TASK MATERIAL:
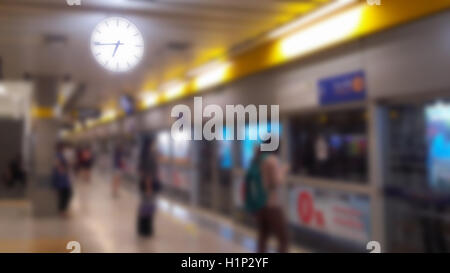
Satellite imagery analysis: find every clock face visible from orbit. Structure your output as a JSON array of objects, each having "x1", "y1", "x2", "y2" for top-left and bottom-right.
[{"x1": 91, "y1": 17, "x2": 144, "y2": 72}]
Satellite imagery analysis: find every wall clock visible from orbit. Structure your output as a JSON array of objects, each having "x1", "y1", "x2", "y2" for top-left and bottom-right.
[{"x1": 91, "y1": 17, "x2": 144, "y2": 72}]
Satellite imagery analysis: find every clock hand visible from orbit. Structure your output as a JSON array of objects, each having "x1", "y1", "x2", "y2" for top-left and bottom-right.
[
  {"x1": 113, "y1": 40, "x2": 120, "y2": 57},
  {"x1": 94, "y1": 42, "x2": 124, "y2": 45}
]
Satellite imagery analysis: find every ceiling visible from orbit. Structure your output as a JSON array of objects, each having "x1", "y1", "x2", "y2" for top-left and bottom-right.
[{"x1": 0, "y1": 0, "x2": 330, "y2": 110}]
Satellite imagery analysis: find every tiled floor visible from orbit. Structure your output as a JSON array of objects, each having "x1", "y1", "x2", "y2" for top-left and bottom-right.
[
  {"x1": 0, "y1": 172, "x2": 251, "y2": 252},
  {"x1": 0, "y1": 174, "x2": 310, "y2": 252}
]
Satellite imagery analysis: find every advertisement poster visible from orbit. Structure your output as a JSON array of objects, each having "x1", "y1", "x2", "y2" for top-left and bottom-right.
[
  {"x1": 425, "y1": 103, "x2": 450, "y2": 190},
  {"x1": 289, "y1": 187, "x2": 370, "y2": 243},
  {"x1": 319, "y1": 71, "x2": 366, "y2": 105}
]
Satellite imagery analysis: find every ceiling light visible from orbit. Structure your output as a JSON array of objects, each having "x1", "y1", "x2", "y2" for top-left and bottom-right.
[
  {"x1": 0, "y1": 84, "x2": 6, "y2": 96},
  {"x1": 268, "y1": 0, "x2": 356, "y2": 39}
]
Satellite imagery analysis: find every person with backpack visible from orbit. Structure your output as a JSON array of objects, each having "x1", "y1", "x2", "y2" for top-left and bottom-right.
[
  {"x1": 112, "y1": 144, "x2": 125, "y2": 198},
  {"x1": 52, "y1": 143, "x2": 72, "y2": 217},
  {"x1": 137, "y1": 136, "x2": 161, "y2": 237},
  {"x1": 245, "y1": 143, "x2": 288, "y2": 253}
]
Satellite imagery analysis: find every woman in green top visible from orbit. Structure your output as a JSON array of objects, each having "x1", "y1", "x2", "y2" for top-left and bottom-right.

YOUR TASK: Reproduce every one of the lines above word for word, omitting the picture.

ANSWER FOR THE TASK:
Satellite imagery analysis: find every clock face visible from orbit. Structure your output as a JSON array of objects, each having "x1", "y1", "x2", "y2" for top-left and bottom-right.
[{"x1": 91, "y1": 17, "x2": 144, "y2": 72}]
Satellite imagery analysis: find every wall clock visible from orbit. Structure your output as a JSON array of objects, each having "x1", "y1", "x2", "y2" for top-left and bottom-right.
[{"x1": 91, "y1": 17, "x2": 144, "y2": 72}]
Satellite imagery analysis: find every clock hand visible from orbit. Structure your output as a JSON array of objects, each having "x1", "y1", "x2", "y2" for top-left and bottom-right.
[
  {"x1": 113, "y1": 40, "x2": 120, "y2": 57},
  {"x1": 94, "y1": 42, "x2": 124, "y2": 45}
]
Satellite imagery analysis: find every ceiling visible from orbit. Structure your output as a JSON array of objects, each having "x1", "y1", "x2", "y2" for top-left and bottom-right.
[{"x1": 0, "y1": 0, "x2": 330, "y2": 110}]
Satellite imagery analysis: find every tiled floor visible from orbit. Structure your output as a JSON array of objects, each having "x1", "y1", "x2", "y2" for top-left and bottom-right.
[
  {"x1": 0, "y1": 172, "x2": 251, "y2": 252},
  {"x1": 0, "y1": 174, "x2": 310, "y2": 252}
]
Satellite imagery analysis: find every advertisement poster visible from orbit. Structure your output as a JSON array of objects, each having "x1", "y1", "x2", "y2" for top-left and bottom-right.
[
  {"x1": 425, "y1": 103, "x2": 450, "y2": 190},
  {"x1": 289, "y1": 187, "x2": 370, "y2": 243},
  {"x1": 319, "y1": 71, "x2": 366, "y2": 105}
]
Satellite imagery analysis: find every ceiling light visible from orbit. Structure your output as a JSON array of objects, each having "x1", "y1", "x2", "y2" for top-left and bottom-right.
[
  {"x1": 0, "y1": 84, "x2": 6, "y2": 96},
  {"x1": 268, "y1": 0, "x2": 356, "y2": 39}
]
Satellite imagery analysis: find every person with backpack visible from orbit. Structure your output as a JSON array of objects, each having "x1", "y1", "x2", "y2" for top-left and bottom-right.
[
  {"x1": 112, "y1": 144, "x2": 125, "y2": 198},
  {"x1": 52, "y1": 143, "x2": 72, "y2": 217},
  {"x1": 137, "y1": 136, "x2": 161, "y2": 237},
  {"x1": 245, "y1": 143, "x2": 288, "y2": 253}
]
Satellite imagery analysis: find every woman in green top visible from orbit. Structure your output as a JSON array of objects, each having "x1", "y1", "x2", "y2" for top-left and bottom-right.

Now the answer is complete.